(A run of records)
--- BEGIN ---

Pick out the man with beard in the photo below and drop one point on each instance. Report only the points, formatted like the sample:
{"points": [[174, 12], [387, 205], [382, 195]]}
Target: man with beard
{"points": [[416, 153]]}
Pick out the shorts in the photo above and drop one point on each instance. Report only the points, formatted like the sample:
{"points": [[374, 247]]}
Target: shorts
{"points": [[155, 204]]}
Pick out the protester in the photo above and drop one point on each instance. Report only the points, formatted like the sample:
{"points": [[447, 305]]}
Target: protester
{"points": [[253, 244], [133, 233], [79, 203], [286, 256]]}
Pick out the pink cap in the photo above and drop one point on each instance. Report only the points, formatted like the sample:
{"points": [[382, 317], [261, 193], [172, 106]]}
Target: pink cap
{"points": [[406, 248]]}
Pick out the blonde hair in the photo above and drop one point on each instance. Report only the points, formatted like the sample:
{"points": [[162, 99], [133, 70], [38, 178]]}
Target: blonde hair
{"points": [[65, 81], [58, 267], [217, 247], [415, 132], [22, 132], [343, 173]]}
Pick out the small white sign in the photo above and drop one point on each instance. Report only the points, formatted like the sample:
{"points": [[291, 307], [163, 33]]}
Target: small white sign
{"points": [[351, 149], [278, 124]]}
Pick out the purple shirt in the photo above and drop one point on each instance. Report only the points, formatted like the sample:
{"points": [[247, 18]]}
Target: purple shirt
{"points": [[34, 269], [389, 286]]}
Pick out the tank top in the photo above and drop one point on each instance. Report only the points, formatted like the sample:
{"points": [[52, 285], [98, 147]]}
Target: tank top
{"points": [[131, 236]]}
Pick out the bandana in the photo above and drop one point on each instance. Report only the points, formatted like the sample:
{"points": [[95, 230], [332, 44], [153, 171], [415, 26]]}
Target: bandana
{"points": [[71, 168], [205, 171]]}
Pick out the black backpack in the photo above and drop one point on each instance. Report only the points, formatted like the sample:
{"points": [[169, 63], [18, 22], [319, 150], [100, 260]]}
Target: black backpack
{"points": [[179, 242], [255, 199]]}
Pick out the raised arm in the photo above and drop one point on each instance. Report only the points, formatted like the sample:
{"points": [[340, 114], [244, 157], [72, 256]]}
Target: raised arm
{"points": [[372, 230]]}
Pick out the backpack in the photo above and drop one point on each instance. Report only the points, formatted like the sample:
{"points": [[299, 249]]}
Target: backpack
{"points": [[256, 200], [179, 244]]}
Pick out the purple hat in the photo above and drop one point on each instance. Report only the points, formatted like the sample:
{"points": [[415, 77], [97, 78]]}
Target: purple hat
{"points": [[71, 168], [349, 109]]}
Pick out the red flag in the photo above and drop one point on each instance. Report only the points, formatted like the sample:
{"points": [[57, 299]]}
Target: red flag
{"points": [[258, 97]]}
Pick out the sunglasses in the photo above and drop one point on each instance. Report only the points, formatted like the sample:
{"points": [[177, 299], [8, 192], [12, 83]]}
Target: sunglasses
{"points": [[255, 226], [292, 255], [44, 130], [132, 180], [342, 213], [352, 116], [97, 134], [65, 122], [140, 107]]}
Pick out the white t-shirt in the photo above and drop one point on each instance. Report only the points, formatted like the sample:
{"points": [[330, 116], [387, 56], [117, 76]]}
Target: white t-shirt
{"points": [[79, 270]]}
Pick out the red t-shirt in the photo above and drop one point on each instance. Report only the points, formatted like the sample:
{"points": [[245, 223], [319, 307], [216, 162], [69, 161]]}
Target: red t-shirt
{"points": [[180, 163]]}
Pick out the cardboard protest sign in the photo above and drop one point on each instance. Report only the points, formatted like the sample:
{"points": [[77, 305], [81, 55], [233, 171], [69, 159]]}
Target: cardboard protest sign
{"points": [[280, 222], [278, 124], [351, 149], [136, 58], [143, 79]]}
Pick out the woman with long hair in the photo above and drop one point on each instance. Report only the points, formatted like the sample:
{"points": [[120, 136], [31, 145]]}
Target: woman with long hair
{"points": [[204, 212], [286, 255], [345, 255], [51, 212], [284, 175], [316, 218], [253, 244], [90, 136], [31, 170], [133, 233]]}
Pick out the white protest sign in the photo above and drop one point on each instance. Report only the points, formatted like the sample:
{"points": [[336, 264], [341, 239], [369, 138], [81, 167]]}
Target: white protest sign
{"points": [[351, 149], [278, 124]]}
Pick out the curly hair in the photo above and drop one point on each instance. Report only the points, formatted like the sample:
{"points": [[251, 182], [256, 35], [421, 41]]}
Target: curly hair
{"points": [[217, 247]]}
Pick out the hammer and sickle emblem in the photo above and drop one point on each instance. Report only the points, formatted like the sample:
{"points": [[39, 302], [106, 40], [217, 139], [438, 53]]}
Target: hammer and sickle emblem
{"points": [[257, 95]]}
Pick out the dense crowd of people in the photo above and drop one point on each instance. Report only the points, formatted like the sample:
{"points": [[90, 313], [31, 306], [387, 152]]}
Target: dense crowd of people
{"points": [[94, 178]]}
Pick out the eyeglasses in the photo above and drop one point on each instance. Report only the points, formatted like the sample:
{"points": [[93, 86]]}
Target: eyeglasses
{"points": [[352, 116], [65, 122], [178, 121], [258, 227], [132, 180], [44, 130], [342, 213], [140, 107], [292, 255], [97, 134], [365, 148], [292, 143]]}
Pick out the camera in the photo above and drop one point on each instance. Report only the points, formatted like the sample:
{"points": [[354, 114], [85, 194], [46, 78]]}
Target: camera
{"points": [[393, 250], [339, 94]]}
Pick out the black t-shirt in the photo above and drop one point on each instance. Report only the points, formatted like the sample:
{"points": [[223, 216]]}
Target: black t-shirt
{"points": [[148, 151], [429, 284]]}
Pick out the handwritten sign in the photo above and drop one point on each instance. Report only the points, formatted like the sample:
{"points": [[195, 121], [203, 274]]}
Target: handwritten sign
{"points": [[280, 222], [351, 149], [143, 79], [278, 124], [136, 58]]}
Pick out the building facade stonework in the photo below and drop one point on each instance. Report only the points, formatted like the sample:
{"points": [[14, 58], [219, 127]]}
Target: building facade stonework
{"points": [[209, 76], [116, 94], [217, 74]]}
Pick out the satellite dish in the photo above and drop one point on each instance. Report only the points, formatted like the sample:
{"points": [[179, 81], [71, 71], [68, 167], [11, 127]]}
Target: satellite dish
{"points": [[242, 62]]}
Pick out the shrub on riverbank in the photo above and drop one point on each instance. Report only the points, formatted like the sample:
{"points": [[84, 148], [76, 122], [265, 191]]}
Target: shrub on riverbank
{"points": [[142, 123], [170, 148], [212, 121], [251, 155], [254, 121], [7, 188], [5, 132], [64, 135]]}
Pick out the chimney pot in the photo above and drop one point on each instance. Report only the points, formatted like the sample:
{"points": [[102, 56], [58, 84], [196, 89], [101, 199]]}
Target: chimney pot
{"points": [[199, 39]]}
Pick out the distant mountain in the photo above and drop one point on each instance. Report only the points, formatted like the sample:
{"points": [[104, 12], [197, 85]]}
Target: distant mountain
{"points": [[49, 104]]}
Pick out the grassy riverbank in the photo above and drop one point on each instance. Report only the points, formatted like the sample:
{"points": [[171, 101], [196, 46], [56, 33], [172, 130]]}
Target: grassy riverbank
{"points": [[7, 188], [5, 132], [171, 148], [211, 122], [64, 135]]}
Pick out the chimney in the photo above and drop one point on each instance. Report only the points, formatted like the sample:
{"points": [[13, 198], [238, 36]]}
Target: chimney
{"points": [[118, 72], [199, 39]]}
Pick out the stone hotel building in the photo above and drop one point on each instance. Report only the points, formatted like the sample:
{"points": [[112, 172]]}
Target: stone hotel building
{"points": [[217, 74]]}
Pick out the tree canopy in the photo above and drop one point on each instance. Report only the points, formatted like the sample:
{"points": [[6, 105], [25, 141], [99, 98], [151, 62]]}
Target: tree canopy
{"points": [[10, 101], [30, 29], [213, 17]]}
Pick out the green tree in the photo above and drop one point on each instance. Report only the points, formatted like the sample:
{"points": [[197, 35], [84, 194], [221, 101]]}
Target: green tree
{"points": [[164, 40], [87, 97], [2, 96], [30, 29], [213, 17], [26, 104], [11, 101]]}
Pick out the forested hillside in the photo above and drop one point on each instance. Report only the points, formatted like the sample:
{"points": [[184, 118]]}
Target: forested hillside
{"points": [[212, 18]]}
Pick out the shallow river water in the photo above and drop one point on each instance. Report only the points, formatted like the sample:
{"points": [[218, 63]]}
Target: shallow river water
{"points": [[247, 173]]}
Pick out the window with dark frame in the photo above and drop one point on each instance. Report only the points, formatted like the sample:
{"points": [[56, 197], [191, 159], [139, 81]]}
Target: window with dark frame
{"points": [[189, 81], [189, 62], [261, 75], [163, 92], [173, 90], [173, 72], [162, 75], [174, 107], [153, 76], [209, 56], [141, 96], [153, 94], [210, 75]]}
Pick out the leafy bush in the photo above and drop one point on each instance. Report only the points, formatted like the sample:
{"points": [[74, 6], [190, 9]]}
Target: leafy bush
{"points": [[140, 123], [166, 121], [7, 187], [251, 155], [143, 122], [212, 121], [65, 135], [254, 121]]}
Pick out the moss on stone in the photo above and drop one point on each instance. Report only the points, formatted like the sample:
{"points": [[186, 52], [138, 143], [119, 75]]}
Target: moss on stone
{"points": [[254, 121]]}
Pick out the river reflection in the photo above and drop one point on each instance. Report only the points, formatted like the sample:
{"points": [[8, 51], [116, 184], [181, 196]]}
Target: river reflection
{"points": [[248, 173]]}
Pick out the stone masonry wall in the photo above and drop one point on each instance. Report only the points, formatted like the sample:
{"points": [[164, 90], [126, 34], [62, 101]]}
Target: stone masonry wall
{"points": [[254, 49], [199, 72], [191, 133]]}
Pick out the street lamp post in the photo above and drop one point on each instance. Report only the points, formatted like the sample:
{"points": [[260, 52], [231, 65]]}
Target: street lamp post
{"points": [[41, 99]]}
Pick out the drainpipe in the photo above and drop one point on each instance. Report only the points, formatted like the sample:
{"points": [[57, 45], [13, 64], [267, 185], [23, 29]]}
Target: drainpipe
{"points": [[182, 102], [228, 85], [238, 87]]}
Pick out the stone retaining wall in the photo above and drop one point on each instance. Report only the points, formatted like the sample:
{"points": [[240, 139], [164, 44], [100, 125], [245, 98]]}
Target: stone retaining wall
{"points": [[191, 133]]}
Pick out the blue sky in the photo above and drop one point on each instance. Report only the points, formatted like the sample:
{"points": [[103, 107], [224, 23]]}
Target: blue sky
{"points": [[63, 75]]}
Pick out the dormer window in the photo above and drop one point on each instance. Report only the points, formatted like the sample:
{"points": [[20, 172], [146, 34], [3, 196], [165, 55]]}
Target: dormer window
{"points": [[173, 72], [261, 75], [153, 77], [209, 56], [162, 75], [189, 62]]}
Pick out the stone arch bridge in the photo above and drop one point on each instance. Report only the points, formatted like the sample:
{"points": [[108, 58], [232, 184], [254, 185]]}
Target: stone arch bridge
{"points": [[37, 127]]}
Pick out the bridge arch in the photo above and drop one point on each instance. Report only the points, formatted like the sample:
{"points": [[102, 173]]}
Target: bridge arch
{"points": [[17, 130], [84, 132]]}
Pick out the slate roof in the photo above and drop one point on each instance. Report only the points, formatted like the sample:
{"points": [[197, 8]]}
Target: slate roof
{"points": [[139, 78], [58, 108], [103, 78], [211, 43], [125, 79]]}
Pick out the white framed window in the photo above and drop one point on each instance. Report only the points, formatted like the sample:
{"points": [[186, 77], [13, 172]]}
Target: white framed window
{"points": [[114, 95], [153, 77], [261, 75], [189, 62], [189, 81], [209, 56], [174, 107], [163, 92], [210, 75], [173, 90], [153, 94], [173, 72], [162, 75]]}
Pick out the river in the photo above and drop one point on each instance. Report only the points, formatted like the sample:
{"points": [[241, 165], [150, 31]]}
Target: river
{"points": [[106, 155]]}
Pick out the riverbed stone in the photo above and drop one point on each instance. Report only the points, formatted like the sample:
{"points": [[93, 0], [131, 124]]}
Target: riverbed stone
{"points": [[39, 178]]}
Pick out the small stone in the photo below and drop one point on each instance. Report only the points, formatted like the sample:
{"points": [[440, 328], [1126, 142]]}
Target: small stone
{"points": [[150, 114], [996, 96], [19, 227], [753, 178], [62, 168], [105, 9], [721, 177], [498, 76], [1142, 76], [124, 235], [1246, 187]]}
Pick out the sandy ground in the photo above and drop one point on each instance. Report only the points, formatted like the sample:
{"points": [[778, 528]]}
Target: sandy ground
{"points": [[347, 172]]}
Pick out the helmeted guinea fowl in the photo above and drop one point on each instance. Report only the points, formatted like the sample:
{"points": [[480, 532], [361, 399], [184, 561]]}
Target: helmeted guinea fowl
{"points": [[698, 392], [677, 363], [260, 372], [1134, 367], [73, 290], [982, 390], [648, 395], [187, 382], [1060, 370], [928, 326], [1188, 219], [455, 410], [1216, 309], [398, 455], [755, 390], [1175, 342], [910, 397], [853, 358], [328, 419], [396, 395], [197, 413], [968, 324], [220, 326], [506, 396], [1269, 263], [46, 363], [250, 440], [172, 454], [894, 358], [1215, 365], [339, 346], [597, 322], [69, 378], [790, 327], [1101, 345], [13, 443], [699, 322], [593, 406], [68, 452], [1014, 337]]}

--- END ---

*Task description:*
Reproduce exactly the lines from the one with "Pick out the river in" through the end of the entries above, both ends included.

*Written solution:*
Pick out the river in the photo above and drop one point on each instance. Report only the points, formatted like the sample:
{"points": [[241, 165], [150, 31]]}
Target: river
{"points": [[106, 155]]}
Pick out the riverbed stone in the photo above and drop one point on each instance. Report only the points, formatted like the sample:
{"points": [[93, 0], [131, 124]]}
Target: riverbed stone
{"points": [[39, 178]]}
Pick out the small stone in the photo below and drop one point on each instance. Report only the points, formatted like the sample:
{"points": [[440, 328], [1126, 142]]}
Target: small stone
{"points": [[150, 114], [996, 96], [19, 227], [753, 178], [62, 168], [105, 9], [721, 177], [498, 76], [1142, 76], [124, 235], [1246, 187]]}
Pick out the sandy ground in the photo above and drop one point on each instance. Report only the points, formatted like the sample:
{"points": [[778, 528]]}
Target: sandy ground
{"points": [[347, 172]]}
Pick out the helmeted guinea fowl in the photo above and drop one point on each instance. Report only the points, formatted like the sample:
{"points": [[480, 532], [361, 399], [184, 561]]}
Target: helmeted guinea fowl
{"points": [[698, 392], [677, 363], [260, 372], [1134, 367], [73, 290], [982, 390], [648, 395], [187, 382], [1060, 370], [928, 326], [1188, 219], [455, 410], [1216, 309], [398, 455], [755, 390], [1175, 342], [910, 397], [853, 358], [328, 419], [396, 395], [197, 413], [968, 324], [220, 326], [506, 396], [1269, 263], [46, 363], [250, 440], [172, 454], [894, 358], [1215, 365], [339, 346], [597, 322], [69, 378], [790, 327], [1101, 345], [13, 443], [699, 322], [593, 406], [68, 452], [1014, 337]]}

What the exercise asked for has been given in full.